* [Provided material]
════════════════

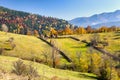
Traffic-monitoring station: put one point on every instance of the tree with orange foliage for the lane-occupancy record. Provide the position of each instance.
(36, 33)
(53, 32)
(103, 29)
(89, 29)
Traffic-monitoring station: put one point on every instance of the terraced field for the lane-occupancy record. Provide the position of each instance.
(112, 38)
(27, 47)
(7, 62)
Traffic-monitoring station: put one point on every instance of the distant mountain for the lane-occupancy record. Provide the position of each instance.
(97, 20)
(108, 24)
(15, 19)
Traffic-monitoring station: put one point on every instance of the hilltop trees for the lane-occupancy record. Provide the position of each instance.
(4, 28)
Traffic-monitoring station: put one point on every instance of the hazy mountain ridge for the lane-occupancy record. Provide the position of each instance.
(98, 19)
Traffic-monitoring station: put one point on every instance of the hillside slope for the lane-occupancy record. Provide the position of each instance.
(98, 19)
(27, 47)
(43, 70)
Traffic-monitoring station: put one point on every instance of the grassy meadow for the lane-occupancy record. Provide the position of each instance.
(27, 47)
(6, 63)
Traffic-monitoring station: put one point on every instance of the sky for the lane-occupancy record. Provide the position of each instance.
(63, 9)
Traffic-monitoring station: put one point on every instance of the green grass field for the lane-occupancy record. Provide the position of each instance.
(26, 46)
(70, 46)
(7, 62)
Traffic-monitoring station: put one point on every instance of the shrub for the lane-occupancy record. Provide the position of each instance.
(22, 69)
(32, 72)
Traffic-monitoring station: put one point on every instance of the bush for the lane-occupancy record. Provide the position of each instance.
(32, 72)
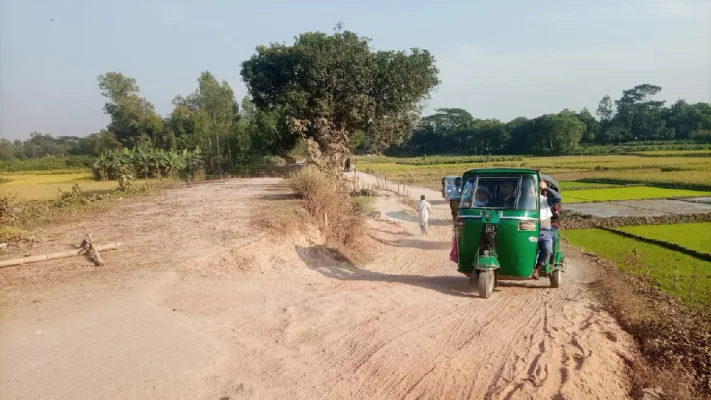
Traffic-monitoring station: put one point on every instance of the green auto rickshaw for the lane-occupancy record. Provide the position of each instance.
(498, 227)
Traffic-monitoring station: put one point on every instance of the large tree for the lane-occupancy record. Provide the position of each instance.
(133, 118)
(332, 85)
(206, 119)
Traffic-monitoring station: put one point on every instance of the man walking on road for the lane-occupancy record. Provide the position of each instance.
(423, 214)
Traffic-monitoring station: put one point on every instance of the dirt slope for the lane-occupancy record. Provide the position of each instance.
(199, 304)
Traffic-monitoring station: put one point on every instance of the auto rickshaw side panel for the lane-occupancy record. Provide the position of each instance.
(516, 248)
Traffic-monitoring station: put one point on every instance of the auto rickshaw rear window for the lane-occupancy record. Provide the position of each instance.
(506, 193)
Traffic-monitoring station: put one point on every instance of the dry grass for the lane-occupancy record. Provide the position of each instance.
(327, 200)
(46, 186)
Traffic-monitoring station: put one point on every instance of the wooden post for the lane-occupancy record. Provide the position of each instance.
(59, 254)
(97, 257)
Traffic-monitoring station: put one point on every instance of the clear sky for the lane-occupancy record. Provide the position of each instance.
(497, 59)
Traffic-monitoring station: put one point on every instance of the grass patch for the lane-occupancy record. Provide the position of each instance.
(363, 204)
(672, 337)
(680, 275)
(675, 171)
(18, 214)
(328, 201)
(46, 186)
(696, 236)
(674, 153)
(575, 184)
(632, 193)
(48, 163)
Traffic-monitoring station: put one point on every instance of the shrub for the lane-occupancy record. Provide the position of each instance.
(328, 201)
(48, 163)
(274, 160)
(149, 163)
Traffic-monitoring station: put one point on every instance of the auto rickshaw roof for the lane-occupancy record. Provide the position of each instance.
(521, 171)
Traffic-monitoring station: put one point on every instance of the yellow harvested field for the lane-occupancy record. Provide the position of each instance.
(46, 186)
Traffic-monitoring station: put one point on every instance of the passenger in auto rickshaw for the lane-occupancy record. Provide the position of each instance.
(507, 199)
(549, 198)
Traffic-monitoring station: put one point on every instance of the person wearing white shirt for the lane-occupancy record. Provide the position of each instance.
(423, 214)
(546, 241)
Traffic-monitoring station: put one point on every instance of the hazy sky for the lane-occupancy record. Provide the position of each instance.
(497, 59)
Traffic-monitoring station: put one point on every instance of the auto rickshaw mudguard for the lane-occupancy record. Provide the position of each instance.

════════════════

* [Exercise]
Transcribe the whole listing, character for character, but not its images.

* [Worked answer]
Traffic-monitoring station: put one point on every instance of the tree with orange foliage for the lane-occupancy record. Provide the position of each instance.
(36, 33)
(53, 32)
(103, 29)
(89, 29)
Traffic-monitoring station: put one point on every instance of the terraced field for the lane-occupancy record. Provide the position of each instance.
(112, 38)
(27, 47)
(7, 62)
Traffic-monitoring station: put one point on every instance of the distant mountain for the lane-occupancy record. Provide the position of each instance.
(97, 20)
(108, 24)
(15, 19)
Traffic-monitoring station: put one point on every instance of the hilltop trees for the lane-occupancy record. Provide the position of each instance.
(4, 28)
Traffic-monitoring station: put one point on every instance of the hazy mountain ridge for the lane-occupancy record. Provide the position of each instance.
(98, 19)
Traffic-monitoring station: put one point on every instance of the hillside slope for the lane-occupancy record. Provide the position of each instance.
(98, 19)
(27, 47)
(43, 70)
Traffic-monitoring station: put one point on every instance of the grassy meadow for the lane-occupancy record. Provide the position of each instance.
(27, 47)
(6, 63)
Traffic-monitoring station: put one point on every instance of the sky for the lane-occupancy record. Provide the position of each instance.
(63, 9)
Traffic-monitoring station: put one point on every instance of the green grass field for the lane-occupancy record. Provide the position of each instance.
(26, 46)
(70, 46)
(7, 62)
Traffic-monitoring station: put one point on every instance of the shrub for the lane-occupancy record. Provide the position of each instance.
(22, 69)
(32, 72)
Traffic-monitoring station: put one point on every instance of the bush for the lane-occupancy record. Provide the position of each instance.
(32, 72)
Traffic-monitoring station: put one point on every instance of the green auto rickshaw for the lane-occupancy record. Provide the position of each instance.
(498, 227)
Traffic-monitoring station: put one point on every instance of the large tree for the lane-occupancy record. Provide the position of each instance.
(133, 118)
(332, 85)
(206, 119)
Traffic-monitoring station: put one point on every instance of the man walking on road for the lane-occupancy record. Provide the position of each instance.
(423, 214)
Traffic-monitoring station: put one point on every instance of the dirt slope for the lane-occupancy record. Provide the position of each instance.
(199, 304)
Traffic-monitoring station: put one point on every instance of the auto rickshaw side panel for the lane-occupancy record. Provide the position of each instance.
(516, 248)
Traffic-monitoring station: put one point on every instance of the auto rickshaw rear window for the lane-occupancy record. Provide the position of each instance.
(506, 193)
Traffic-monitoring station: put one point on every instance of the dry grass for the lane-occupancy record. Provide the position of each instance.
(327, 200)
(46, 186)
Traffic-monitoring station: put one point on every instance of the wooden post for the lane-occupancy record. Provide the position of each instance.
(59, 254)
(97, 257)
Traffic-monitoring station: put one point on every instance of the clear sky for the lane-occupancy record. Provide the position of each instance.
(497, 59)
Traffic-monitoring station: put one point on every instance of the grass patch for the lane-occupancy record. Provide the position of each instance.
(363, 204)
(672, 337)
(680, 275)
(675, 171)
(18, 214)
(328, 201)
(46, 186)
(696, 236)
(674, 153)
(575, 184)
(632, 193)
(48, 163)
Traffic-monitoring station: put one point on every instance of the shrub for the lane-occupancy record. Provide the position of each instance.
(328, 201)
(48, 163)
(274, 160)
(149, 163)
Traffic-monitoring station: put one point on every instance of the auto rickshaw roof for the lane-occupancy record. Provide the position of each instance.
(521, 171)
Traffic-monitoring station: put one point on every instance of the yellow harvested field for the lane-occupancy record. Provide the position of each instance.
(46, 186)
Traffic-monitoring station: put one point on every instance of the passenger in auto rickshaw for the lane-occupancy record. Provide the position of each instance.
(507, 199)
(549, 198)
Traffic-monitoring station: put one point on every instance of the person wearing white shirt for the lane-occupancy record. Provide the position of each instance.
(423, 214)
(546, 241)
Traffic-monitoring station: put one point on every instance of the hazy sky for the lane-occupancy record. Provide the position of each instance.
(497, 59)
Traffic-monitoring station: put one point on every instance of the auto rickshaw mudguard for the lane-occupancy record. Provide the position of each instance.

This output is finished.